Goal :: In full and without deviation, write out the entries that follow.

Entries provided ::
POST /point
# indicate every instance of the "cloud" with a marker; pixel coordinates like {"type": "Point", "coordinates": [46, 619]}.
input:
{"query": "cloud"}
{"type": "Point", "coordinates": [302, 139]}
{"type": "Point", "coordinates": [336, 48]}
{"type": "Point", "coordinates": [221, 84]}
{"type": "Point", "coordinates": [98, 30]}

Exercise result ::
POST /point
# indicate every instance of the "cloud" with a marker; pixel coordinates like {"type": "Point", "coordinates": [46, 619]}.
input:
{"query": "cloud"}
{"type": "Point", "coordinates": [302, 139]}
{"type": "Point", "coordinates": [336, 48]}
{"type": "Point", "coordinates": [221, 84]}
{"type": "Point", "coordinates": [98, 30]}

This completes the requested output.